╭─ SOURCE RECORDS
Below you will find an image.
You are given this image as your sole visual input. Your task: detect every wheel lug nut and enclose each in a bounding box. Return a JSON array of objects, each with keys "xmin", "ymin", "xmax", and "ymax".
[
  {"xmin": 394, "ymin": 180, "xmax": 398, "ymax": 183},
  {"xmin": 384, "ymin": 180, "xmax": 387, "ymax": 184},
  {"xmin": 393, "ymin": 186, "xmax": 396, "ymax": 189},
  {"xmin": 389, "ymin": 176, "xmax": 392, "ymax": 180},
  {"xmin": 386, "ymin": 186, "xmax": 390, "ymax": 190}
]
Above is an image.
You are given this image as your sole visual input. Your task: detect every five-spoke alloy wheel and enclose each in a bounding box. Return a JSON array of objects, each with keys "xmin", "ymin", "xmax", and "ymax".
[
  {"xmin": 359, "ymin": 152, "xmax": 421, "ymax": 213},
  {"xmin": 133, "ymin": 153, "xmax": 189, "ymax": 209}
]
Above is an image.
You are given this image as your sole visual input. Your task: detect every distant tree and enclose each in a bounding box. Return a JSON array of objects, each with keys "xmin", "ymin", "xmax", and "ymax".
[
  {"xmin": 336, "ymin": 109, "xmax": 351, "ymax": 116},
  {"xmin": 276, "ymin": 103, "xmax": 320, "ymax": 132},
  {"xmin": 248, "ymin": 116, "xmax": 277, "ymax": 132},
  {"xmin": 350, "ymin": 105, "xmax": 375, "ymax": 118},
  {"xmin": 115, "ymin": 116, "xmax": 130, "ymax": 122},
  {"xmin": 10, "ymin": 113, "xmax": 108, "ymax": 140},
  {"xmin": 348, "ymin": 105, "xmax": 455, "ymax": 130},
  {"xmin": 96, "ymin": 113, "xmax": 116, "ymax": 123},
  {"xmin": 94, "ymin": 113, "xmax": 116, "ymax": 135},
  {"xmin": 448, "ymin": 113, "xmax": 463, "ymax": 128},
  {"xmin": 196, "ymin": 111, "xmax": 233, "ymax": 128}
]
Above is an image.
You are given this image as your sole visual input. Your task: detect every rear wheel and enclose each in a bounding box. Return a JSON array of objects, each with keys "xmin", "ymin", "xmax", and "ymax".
╰─
Repeat the data word for word. Leave nothing out.

Below you will find an image.
You are given this image as your sole visual input. Your task: detect every wheel lug nut and enclose each in a bounding box. Return a JSON array of objects, each with keys "xmin", "ymin", "xmax", and "ymax".
[
  {"xmin": 394, "ymin": 180, "xmax": 398, "ymax": 183},
  {"xmin": 384, "ymin": 180, "xmax": 387, "ymax": 184},
  {"xmin": 393, "ymin": 186, "xmax": 396, "ymax": 189},
  {"xmin": 389, "ymin": 176, "xmax": 392, "ymax": 180},
  {"xmin": 386, "ymin": 186, "xmax": 390, "ymax": 190}
]
Above is an image.
You are given this image as your sole visual input. Your task: detect every five-spoke alloy wheel and enclose each in a bounding box. Return a JSON array of objects, each with keys "xmin", "ymin", "xmax", and "ymax".
[
  {"xmin": 359, "ymin": 152, "xmax": 421, "ymax": 213},
  {"xmin": 133, "ymin": 153, "xmax": 189, "ymax": 209}
]
Above is an image.
You are given this image as your sole visual input. Your task: detect every distant tree and enclose each in a bounding box. Return a JSON array of objects, each with keys "xmin", "ymin", "xmax", and "ymax".
[
  {"xmin": 336, "ymin": 109, "xmax": 351, "ymax": 116},
  {"xmin": 276, "ymin": 103, "xmax": 320, "ymax": 132},
  {"xmin": 248, "ymin": 116, "xmax": 277, "ymax": 132},
  {"xmin": 350, "ymin": 105, "xmax": 375, "ymax": 118},
  {"xmin": 115, "ymin": 116, "xmax": 130, "ymax": 122},
  {"xmin": 10, "ymin": 113, "xmax": 108, "ymax": 140},
  {"xmin": 348, "ymin": 105, "xmax": 455, "ymax": 130},
  {"xmin": 96, "ymin": 113, "xmax": 116, "ymax": 123},
  {"xmin": 94, "ymin": 113, "xmax": 116, "ymax": 135},
  {"xmin": 448, "ymin": 113, "xmax": 463, "ymax": 128},
  {"xmin": 196, "ymin": 111, "xmax": 233, "ymax": 128}
]
Above is an image.
You are given this image as your sole visual input. Your task: detect every rear wheel and enclose each in a bounding box. Return a JSON array of objects, each with keys "xmin", "ymin", "xmax", and "ymax".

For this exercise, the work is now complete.